▸ **DATA FOR THIS TASK**
========================================================================

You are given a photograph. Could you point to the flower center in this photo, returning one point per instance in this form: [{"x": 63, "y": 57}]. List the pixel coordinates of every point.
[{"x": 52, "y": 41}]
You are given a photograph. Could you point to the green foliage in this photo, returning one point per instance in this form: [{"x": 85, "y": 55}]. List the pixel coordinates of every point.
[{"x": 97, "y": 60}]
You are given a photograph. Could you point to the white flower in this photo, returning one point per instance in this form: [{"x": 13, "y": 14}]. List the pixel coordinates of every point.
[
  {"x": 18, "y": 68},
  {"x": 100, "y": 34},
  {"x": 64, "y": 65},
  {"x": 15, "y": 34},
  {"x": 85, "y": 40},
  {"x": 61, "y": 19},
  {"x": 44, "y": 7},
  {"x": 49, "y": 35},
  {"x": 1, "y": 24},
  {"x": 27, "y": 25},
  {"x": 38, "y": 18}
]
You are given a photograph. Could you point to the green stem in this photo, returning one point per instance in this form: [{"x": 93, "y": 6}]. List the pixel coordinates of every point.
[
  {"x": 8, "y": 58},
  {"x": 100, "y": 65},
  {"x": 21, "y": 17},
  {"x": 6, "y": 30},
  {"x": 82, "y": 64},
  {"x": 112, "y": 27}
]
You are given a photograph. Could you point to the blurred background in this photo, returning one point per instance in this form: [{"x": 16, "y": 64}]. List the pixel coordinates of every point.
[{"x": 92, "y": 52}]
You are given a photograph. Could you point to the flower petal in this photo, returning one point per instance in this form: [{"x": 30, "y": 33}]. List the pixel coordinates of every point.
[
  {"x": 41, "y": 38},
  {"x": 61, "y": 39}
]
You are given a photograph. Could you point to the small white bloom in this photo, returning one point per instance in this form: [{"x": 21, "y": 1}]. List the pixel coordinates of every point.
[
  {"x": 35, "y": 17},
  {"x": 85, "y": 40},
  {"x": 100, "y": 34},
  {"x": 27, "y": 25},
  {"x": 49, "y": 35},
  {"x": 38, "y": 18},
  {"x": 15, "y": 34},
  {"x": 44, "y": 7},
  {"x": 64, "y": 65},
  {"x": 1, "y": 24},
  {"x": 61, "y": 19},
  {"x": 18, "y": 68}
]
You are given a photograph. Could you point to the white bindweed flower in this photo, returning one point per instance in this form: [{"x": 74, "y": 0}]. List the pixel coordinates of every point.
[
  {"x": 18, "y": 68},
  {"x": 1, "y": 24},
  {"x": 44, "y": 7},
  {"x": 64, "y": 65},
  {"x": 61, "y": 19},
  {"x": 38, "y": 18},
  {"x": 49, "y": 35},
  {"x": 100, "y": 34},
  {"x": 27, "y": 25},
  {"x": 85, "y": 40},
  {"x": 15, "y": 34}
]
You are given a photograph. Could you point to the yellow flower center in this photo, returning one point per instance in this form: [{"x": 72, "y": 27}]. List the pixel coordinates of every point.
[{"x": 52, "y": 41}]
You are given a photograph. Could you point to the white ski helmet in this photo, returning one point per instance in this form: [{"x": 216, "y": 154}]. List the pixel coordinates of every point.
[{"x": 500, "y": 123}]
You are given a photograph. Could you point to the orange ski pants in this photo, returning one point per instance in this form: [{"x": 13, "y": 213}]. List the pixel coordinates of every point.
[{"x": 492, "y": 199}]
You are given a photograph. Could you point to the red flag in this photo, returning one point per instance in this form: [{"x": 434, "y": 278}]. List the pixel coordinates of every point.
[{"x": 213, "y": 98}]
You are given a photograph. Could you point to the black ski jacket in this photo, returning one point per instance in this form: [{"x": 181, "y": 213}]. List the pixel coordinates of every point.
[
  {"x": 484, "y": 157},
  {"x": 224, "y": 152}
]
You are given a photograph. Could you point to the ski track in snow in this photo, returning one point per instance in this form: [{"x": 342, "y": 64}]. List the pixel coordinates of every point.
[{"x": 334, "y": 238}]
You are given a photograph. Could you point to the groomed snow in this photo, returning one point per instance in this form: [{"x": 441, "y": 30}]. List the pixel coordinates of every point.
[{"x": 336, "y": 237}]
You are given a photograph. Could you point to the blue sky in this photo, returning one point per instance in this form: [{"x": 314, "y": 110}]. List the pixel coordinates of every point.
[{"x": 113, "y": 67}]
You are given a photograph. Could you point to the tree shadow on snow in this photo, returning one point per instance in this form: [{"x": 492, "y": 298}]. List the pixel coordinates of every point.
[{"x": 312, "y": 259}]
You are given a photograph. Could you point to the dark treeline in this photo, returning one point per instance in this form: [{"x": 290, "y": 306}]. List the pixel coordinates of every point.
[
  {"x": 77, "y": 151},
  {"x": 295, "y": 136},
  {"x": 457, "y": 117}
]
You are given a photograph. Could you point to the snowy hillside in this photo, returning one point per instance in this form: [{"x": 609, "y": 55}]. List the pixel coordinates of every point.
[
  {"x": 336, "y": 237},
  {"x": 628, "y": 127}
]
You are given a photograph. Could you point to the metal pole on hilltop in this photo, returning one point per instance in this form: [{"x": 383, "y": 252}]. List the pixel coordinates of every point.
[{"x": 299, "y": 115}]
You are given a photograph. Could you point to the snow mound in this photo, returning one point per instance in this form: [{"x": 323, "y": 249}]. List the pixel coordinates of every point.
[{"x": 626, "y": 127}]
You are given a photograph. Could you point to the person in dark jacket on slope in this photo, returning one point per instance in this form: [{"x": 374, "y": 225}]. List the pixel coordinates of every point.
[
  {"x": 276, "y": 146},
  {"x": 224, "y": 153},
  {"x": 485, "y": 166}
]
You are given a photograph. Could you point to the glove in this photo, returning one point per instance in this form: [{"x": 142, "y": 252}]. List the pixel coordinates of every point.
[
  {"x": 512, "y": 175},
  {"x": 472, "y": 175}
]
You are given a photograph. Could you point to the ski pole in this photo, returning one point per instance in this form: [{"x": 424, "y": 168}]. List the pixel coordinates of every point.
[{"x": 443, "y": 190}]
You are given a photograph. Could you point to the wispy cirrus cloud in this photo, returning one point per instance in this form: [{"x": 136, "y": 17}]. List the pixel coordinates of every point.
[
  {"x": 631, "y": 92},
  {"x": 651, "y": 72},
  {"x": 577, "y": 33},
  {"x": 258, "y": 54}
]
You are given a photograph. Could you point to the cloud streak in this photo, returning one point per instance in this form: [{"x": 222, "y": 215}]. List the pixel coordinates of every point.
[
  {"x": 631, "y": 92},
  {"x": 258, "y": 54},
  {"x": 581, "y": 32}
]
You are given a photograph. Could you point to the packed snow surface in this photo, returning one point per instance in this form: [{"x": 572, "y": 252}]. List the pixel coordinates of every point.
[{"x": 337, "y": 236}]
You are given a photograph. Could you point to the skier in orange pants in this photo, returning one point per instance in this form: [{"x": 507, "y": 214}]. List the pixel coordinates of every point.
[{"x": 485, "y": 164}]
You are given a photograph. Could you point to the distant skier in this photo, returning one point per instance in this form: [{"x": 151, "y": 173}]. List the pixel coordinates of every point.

========================================================================

Take the entries above and repeat them. Alter nothing.

▸ **EXPECTED ANSWER**
You are given a photograph. Could you point to the flower center in this photo, returning one point per instance in this form: [{"x": 63, "y": 57}]. List the pixel coordinates of every point.
[{"x": 52, "y": 41}]
You are given a photograph. Could you point to the green foliage in this photo, returning one point per instance in this form: [{"x": 85, "y": 55}]. List the pixel coordinates of every point.
[{"x": 97, "y": 60}]
You are given a photograph. Could you point to the white flower in this photo, returning one point per instance in this form: [{"x": 13, "y": 14}]. List the pixel coordinates of every point.
[
  {"x": 18, "y": 68},
  {"x": 100, "y": 34},
  {"x": 64, "y": 65},
  {"x": 15, "y": 34},
  {"x": 85, "y": 40},
  {"x": 61, "y": 19},
  {"x": 44, "y": 7},
  {"x": 49, "y": 35},
  {"x": 1, "y": 24},
  {"x": 27, "y": 25},
  {"x": 38, "y": 18}
]
You are given a photograph. Could you point to the green stem in this photo, returning one point per instance in this form: [{"x": 93, "y": 6}]. List the pixel coordinates of every point.
[
  {"x": 8, "y": 58},
  {"x": 100, "y": 65},
  {"x": 21, "y": 17},
  {"x": 6, "y": 30},
  {"x": 82, "y": 64},
  {"x": 112, "y": 27}
]
You are given a photograph. Could you point to the blurred background in this photo, returning one point per instance in this form: [{"x": 16, "y": 64}]. List the pixel coordinates of every point.
[{"x": 92, "y": 52}]
You are given a photograph. Could you point to the flower petal in this photo, returning one point per instance in this form: [{"x": 30, "y": 33}]. List the pixel coordinates of every point.
[
  {"x": 41, "y": 38},
  {"x": 61, "y": 39}
]
You are given a photograph. Could you point to the small white bloom in this photo, returning one point per instance in this form: [{"x": 21, "y": 1}]. List the pixel coordinates of every point.
[
  {"x": 35, "y": 17},
  {"x": 85, "y": 40},
  {"x": 100, "y": 34},
  {"x": 27, "y": 25},
  {"x": 49, "y": 35},
  {"x": 38, "y": 18},
  {"x": 15, "y": 34},
  {"x": 44, "y": 7},
  {"x": 64, "y": 65},
  {"x": 1, "y": 24},
  {"x": 61, "y": 19},
  {"x": 18, "y": 68}
]
You are given a photograph. Could you point to the white bindweed flower in this photo, returning one point per instance in this form: [{"x": 74, "y": 0}]. List the pixel coordinates of every point.
[
  {"x": 18, "y": 68},
  {"x": 1, "y": 24},
  {"x": 44, "y": 7},
  {"x": 64, "y": 65},
  {"x": 61, "y": 19},
  {"x": 38, "y": 18},
  {"x": 49, "y": 35},
  {"x": 100, "y": 34},
  {"x": 27, "y": 25},
  {"x": 85, "y": 40},
  {"x": 15, "y": 34}
]
You are given a photograph. Could you point to the yellow flower center in this photo, returning one point per instance in this form: [{"x": 72, "y": 27}]. List the pixel coordinates of every point.
[{"x": 52, "y": 41}]
You are given a photograph. Could you point to the white ski helmet in this photo, returning one point per instance in this form: [{"x": 216, "y": 154}]. List the pixel coordinates of every point.
[{"x": 500, "y": 123}]
You are given a photograph. Could you point to the orange ski pants in this photo, returning one point per instance in this form: [{"x": 13, "y": 213}]. List the pixel coordinates of every point.
[{"x": 492, "y": 199}]
You are given a photograph. Could you point to the red flag in this photo, returning one point per instance in this form: [{"x": 434, "y": 278}]. List the pixel coordinates of every point.
[{"x": 213, "y": 98}]
You are given a photograph. Could you point to the black ski jacket in this photo, returning one point per instance in this form: [{"x": 181, "y": 213}]. List the pixel coordinates of every point.
[
  {"x": 484, "y": 157},
  {"x": 224, "y": 152}
]
You are given a photograph. Could you point to the ski track in snow in this photo, returning one point per instance in this form: [{"x": 342, "y": 64}]. List the pixel coordinates of every point.
[{"x": 334, "y": 238}]
You are given a photograph. Could you point to the groomed snow in this photo, returning one point per instance in this form: [{"x": 441, "y": 30}]. List the pixel coordinates of every point.
[{"x": 336, "y": 237}]
You are given a photograph. Could you point to the blue sky in this photo, returning one point per instance in this form: [{"x": 314, "y": 110}]. List the pixel coordinates of every point.
[{"x": 113, "y": 67}]
You are given a photograph. Could you point to the tree shadow on snow in this photo, returning one point per instance in this form: [{"x": 492, "y": 298}]. List the pixel coordinates of every point.
[{"x": 312, "y": 259}]
You are given a photograph. Could you point to the dark treeline in this photo, returning one point per instance in this form: [{"x": 290, "y": 306}]. List the pixel coordinates of every point.
[
  {"x": 77, "y": 151},
  {"x": 295, "y": 136},
  {"x": 457, "y": 117}
]
You are given a photograph. Could you point to the snowy hillside in this photo, returning one point per instance in this form: [{"x": 609, "y": 55}]. List the pixel coordinates of every point.
[
  {"x": 336, "y": 237},
  {"x": 628, "y": 127}
]
You are given a photograph. Could you point to the metal pole on hilltop in this photo, returning one point per instance in this form: [{"x": 383, "y": 252}]. List the pixel coordinates of every point.
[{"x": 299, "y": 115}]
You are given a photograph. Could you point to the snow mound in this photo, returning one point per instance in this form: [{"x": 323, "y": 249}]. List the pixel coordinates of every point.
[{"x": 626, "y": 127}]
You are given a photograph. Could you point to the person in dark jacket on slope in this photo, returning one point per instance in this form: [{"x": 374, "y": 225}]. List the pixel coordinates of every point.
[
  {"x": 276, "y": 146},
  {"x": 224, "y": 153},
  {"x": 485, "y": 166}
]
You are given a photograph. Could you point to the glove in this photo, returning one point per instance in this form: [{"x": 142, "y": 252}]. List the pixel coordinates of every point.
[
  {"x": 512, "y": 175},
  {"x": 472, "y": 175}
]
You are given a photograph. Could you point to the ski pole in this photo, returning one point per instance in this form: [{"x": 424, "y": 168}]. List the pixel coordinates of every point.
[{"x": 443, "y": 190}]
You are given a photograph. Could you point to the wispy cirrus cloud in this photo, returning one point per instance in this form: [{"x": 136, "y": 17}]. List the pixel coordinates of every point.
[
  {"x": 631, "y": 92},
  {"x": 651, "y": 72},
  {"x": 577, "y": 33},
  {"x": 258, "y": 54}
]
You are given a photograph. Could you point to the cloud streak in this photo, returning one point per instance in this form: [{"x": 222, "y": 215}]. List the pixel coordinates of every point.
[
  {"x": 631, "y": 92},
  {"x": 258, "y": 54},
  {"x": 581, "y": 32}
]
You are given a photograph. Could you point to the packed snow surface in this photo, returning one point per instance in this form: [{"x": 572, "y": 252}]. List the pixel coordinates of every point.
[{"x": 337, "y": 236}]
You are given a photograph. Could you point to the skier in orange pants in this photo, returning one point per instance in this form: [{"x": 507, "y": 214}]. List the pixel coordinates of every point.
[{"x": 485, "y": 164}]
You are given a photograph. Could you point to the distant skier in this photo, returning one point per instance in this form: [{"x": 151, "y": 173}]. List the pixel coordinates of every point.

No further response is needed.